### Set task
Can you retype only the lines from the one with "woman's eye in" through the final line of the material, exactly as given?

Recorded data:
......
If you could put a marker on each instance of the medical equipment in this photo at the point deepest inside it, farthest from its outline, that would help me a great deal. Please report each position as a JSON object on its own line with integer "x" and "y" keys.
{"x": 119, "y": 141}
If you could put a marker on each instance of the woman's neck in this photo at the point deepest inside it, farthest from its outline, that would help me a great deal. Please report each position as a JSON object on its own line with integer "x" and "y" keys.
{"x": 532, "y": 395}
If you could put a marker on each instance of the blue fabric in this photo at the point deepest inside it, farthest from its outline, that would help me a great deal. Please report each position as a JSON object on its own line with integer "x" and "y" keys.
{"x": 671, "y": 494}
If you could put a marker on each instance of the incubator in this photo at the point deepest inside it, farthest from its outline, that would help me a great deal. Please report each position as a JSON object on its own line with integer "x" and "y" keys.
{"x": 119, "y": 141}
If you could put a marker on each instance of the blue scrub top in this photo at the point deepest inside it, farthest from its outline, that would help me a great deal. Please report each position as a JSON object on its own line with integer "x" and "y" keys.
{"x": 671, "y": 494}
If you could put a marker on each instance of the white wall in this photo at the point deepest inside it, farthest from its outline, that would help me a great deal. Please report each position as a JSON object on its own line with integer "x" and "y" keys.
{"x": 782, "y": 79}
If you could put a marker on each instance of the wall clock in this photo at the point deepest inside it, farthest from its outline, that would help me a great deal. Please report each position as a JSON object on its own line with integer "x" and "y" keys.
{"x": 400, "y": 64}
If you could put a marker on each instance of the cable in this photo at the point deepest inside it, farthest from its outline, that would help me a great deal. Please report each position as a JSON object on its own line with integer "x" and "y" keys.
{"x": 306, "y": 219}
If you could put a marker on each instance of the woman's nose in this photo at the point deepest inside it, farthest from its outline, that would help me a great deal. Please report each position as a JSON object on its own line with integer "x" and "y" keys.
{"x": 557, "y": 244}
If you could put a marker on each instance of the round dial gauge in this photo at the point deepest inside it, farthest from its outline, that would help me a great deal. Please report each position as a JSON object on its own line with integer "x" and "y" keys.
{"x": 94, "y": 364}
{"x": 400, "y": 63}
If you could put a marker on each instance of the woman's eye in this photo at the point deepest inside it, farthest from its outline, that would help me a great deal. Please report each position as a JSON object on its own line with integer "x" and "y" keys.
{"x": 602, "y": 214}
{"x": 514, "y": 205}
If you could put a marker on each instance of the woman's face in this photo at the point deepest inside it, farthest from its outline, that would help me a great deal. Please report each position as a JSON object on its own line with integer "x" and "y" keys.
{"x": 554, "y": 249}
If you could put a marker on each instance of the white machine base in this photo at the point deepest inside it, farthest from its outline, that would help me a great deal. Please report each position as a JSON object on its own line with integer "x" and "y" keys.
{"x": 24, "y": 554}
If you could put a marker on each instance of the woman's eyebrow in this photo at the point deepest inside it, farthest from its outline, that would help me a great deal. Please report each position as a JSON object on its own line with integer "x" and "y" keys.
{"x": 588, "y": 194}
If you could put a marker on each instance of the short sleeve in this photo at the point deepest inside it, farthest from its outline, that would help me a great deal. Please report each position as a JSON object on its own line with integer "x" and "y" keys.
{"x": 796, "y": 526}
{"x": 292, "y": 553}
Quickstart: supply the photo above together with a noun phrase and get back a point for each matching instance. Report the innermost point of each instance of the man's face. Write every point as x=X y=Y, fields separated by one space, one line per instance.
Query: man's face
......
### Result for this task
If you could put a marker on each instance of the woman's eye in this photo at the point deepest inside it, farthest from its outline, that would help me a great deal. Please report each position as a JSON object on its own line with integer "x" and "y" keys.
{"x": 602, "y": 214}
{"x": 514, "y": 205}
If you could put a marker on each instance of the woman's face in this photo at the point deepest inside it, farthest from its outline, that would help me a great deal. Please report each position as a JSON object on its own line with integer "x" and "y" keys.
{"x": 554, "y": 249}
If you could put a marker on each instance of the white machine base in this photo at the point deepest inside it, farthest from its outline, that would help me a great deal. Please report each position as a JSON object on its own line with integer "x" and "y" keys.
{"x": 24, "y": 554}
If you could put a marker on each instance of the woman's eyebrow in this photo at the point deepest inside it, farthest from its outline, that would help me a great deal. Please report each position as a JSON object on its own line with integer "x" and "y" keys.
{"x": 588, "y": 194}
If you could put a marker on each instance of the short sleeve in this photo at the point deepest inside it, farthest from its outline, that would help me a great deal. Please report each position as a JSON object on its own line with integer "x" and "y" keys.
{"x": 796, "y": 526}
{"x": 292, "y": 553}
Quickstart: supply the photo above together with a noun phrase and get back a point for each matching instance. Report the innermost point of each instance of the man's face. Write every point as x=X y=Y, fields separated by one space, one line per instance.
Query: man's face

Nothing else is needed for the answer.